--- START ---

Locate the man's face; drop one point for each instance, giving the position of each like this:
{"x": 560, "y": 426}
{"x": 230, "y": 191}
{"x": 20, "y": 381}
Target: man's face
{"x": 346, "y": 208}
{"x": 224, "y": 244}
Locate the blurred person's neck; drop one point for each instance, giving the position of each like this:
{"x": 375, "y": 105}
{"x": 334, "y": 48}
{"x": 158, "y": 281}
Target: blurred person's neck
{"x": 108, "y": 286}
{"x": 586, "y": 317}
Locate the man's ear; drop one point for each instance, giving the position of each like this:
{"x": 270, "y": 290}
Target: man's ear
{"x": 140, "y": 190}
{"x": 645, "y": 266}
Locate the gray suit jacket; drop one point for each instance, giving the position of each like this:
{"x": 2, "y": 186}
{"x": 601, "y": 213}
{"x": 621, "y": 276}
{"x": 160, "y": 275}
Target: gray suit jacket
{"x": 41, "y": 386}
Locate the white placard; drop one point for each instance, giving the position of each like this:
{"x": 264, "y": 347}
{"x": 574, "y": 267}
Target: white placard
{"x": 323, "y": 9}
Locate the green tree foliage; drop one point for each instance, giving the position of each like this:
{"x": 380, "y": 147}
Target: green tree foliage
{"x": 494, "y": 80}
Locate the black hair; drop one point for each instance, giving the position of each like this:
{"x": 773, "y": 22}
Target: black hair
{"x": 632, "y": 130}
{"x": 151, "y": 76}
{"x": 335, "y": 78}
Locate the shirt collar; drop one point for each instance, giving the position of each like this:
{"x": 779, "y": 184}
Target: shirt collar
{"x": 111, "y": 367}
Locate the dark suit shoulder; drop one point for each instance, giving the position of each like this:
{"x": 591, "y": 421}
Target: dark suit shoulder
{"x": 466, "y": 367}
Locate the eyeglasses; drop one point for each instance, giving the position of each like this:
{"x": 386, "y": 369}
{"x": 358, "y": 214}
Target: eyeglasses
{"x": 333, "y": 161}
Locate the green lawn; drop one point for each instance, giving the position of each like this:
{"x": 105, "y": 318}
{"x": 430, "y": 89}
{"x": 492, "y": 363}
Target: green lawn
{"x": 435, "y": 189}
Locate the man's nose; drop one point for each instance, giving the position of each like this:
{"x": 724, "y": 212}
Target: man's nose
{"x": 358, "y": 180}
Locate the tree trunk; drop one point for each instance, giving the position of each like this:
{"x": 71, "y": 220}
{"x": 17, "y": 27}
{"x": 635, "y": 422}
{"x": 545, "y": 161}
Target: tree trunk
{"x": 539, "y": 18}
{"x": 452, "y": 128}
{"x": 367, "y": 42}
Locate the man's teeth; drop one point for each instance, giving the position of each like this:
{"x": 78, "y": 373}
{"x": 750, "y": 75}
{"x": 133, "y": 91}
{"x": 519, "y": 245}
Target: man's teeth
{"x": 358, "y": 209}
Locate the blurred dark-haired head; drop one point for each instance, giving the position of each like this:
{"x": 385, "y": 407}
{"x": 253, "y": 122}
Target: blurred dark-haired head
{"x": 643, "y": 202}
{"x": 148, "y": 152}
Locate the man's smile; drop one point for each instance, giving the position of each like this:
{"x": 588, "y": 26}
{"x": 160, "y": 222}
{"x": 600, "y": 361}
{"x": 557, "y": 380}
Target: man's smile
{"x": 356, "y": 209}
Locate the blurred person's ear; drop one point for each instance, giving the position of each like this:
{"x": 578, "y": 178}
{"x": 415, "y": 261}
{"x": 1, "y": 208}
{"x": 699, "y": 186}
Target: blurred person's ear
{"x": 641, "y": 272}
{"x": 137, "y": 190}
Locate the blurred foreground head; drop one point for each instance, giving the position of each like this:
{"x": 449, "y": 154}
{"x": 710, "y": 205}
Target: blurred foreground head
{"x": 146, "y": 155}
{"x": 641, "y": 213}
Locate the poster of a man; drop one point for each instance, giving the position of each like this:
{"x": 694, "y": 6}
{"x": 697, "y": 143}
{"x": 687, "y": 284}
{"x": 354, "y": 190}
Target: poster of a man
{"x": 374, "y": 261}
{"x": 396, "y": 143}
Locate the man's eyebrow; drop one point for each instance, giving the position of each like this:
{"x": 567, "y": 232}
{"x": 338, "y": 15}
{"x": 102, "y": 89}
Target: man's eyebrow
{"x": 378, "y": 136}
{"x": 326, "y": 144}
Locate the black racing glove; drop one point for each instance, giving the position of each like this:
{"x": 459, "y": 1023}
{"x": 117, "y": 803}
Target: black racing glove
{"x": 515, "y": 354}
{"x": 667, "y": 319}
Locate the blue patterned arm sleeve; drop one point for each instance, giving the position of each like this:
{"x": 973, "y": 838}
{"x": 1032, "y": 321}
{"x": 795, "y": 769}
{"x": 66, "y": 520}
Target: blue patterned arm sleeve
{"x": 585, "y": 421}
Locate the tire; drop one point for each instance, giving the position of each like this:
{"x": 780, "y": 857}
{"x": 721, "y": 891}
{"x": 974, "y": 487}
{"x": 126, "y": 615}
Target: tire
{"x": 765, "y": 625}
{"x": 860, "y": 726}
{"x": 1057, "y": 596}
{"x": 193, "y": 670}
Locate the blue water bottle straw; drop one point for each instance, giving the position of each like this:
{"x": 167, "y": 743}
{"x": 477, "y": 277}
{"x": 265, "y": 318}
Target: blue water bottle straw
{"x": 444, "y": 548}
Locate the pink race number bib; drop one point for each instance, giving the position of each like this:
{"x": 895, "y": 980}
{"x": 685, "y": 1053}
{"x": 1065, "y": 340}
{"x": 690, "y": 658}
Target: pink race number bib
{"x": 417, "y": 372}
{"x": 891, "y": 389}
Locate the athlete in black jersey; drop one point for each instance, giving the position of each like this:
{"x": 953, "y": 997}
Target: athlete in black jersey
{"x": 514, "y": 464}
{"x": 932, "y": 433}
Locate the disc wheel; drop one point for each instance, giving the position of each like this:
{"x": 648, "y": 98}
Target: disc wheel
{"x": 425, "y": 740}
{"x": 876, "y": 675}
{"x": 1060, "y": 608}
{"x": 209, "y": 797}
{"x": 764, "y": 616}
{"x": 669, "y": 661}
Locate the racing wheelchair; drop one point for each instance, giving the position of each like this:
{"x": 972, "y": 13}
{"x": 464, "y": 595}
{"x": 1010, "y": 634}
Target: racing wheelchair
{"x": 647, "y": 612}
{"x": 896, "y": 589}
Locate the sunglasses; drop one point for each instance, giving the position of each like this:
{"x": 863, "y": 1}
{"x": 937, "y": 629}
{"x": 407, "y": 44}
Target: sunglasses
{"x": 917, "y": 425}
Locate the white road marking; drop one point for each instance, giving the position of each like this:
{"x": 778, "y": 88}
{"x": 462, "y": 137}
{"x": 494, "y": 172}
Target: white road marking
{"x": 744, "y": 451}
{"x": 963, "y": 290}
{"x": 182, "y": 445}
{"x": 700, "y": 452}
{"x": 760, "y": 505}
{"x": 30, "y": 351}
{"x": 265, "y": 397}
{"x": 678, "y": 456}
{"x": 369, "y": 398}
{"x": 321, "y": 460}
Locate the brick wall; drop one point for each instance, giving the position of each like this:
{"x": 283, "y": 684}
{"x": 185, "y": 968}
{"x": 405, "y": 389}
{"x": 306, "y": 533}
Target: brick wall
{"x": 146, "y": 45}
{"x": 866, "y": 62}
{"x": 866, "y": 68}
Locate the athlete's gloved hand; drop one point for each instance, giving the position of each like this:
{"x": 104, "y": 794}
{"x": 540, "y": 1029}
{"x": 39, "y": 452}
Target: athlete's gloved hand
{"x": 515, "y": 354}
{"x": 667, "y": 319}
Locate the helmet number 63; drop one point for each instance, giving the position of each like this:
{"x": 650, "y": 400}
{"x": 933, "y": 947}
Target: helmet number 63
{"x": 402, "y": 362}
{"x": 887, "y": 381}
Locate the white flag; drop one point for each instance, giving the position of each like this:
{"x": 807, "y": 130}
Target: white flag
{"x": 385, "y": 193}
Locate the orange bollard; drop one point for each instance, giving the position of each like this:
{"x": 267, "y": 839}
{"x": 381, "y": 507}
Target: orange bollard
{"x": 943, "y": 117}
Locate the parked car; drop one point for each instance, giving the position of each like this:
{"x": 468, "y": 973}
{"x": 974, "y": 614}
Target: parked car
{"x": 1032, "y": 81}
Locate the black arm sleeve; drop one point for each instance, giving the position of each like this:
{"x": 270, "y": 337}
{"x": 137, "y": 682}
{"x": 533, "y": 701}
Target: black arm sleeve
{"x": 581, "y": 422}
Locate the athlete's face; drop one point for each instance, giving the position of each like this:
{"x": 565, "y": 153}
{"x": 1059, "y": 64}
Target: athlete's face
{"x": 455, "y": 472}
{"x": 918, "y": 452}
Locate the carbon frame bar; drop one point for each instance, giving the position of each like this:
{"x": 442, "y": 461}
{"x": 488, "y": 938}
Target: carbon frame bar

--- END ---

#### Challenge
Arrange the lines of the listing as a Markdown table with the columns Row and Listing line. Begin with the line containing "Locate the parked", continue through the final line of the listing, and leave out any blank lines.

#### Solved exercise
| Row | Listing line |
|---|---|
| 1 | Locate the parked car; drop one point for each instance, giving the position of each like this: |
| 2 | {"x": 468, "y": 973} |
| 3 | {"x": 974, "y": 614} |
| 4 | Target: parked car |
| 5 | {"x": 1032, "y": 81} |
| 6 | Locate the black arm sleeve; drop one point for each instance, giving the position of each like this: |
| 7 | {"x": 270, "y": 337} |
| 8 | {"x": 137, "y": 682} |
| 9 | {"x": 533, "y": 701} |
| 10 | Target: black arm sleeve |
| 11 | {"x": 581, "y": 422} |
| 12 | Locate the athlete's face; drop one point for each instance, giving the position of each like this: |
| 13 | {"x": 565, "y": 153} |
| 14 | {"x": 1059, "y": 64} |
| 15 | Target: athlete's face |
| 16 | {"x": 455, "y": 472} |
| 17 | {"x": 918, "y": 452} |
| 18 | Locate the carbon frame bar; drop one point for each instance, giving the position of each like this: |
| 19 | {"x": 442, "y": 461} |
| 20 | {"x": 488, "y": 938} |
| 21 | Target: carbon frame bar |